== TASK STATEMENT ==
Nothing but the text of the listing, repeated exactly, belongs in the answer; leave the images out.

== SOURCE MATERIAL ==
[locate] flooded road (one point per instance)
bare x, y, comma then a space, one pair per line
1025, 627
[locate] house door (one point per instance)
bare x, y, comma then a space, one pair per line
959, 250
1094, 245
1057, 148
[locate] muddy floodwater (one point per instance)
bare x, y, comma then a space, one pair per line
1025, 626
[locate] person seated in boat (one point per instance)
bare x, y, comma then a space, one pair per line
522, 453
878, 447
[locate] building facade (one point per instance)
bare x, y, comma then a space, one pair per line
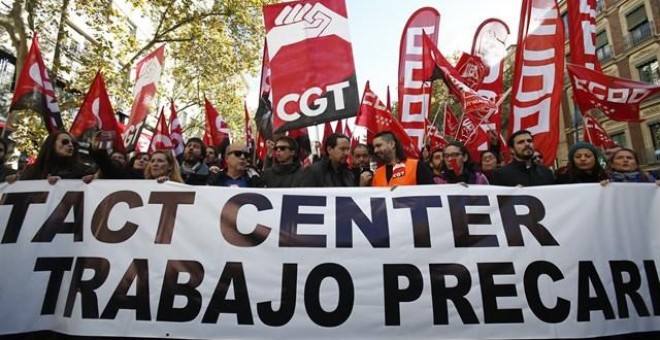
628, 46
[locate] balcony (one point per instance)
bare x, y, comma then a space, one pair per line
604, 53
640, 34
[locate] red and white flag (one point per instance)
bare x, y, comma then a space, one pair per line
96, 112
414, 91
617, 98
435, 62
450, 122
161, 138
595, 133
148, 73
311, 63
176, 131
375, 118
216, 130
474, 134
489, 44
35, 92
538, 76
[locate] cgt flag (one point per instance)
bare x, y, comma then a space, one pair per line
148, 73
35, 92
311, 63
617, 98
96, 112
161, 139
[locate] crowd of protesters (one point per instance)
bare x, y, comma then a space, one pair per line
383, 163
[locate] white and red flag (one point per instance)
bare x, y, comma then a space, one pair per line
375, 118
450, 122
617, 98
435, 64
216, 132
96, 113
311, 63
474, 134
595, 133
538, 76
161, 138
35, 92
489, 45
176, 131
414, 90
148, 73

== EXERCISE ANSWER ==
[locate] flooded road (one point per instance)
bare x, y, comma then a space, one pair per line
1025, 627
[locate] house door (one point per instance)
bare x, y, comma then a space, one pair per line
959, 250
1094, 245
1057, 148
[locate] muddy floodwater (one point per instance)
bare x, y, comma then a space, one pair per line
1025, 626
[locate] person seated in boat (one point per instance)
bare x, y, comma then a space, one pair per line
522, 453
878, 447
[locate] building facade (one point per instance)
bare x, y, comma then a space, one pair per line
628, 46
[locate] balcony (one point per instance)
bare x, y, comma then a space, one pair per line
604, 53
640, 34
[locate] red and white flag (one point per instance)
bare x, y, comma then a space, one pair per line
96, 112
414, 91
617, 98
435, 62
450, 122
161, 138
595, 133
148, 73
311, 63
176, 131
375, 118
216, 130
474, 134
489, 44
35, 92
538, 76
[locate] cgt flag (one point per instance)
bare x, y, comma then a space, one pair per line
148, 73
35, 92
311, 63
617, 98
96, 112
161, 139
[locate] crowd of protesters (one point per instance)
bare x, y, comma then a space, one pair per line
383, 163
[locate] white and red flag (one point per instance)
bare x, y, comma then a space, one pair per line
375, 118
450, 122
617, 98
435, 64
216, 132
96, 113
311, 63
474, 134
595, 133
538, 76
161, 138
35, 92
489, 45
176, 131
414, 90
148, 73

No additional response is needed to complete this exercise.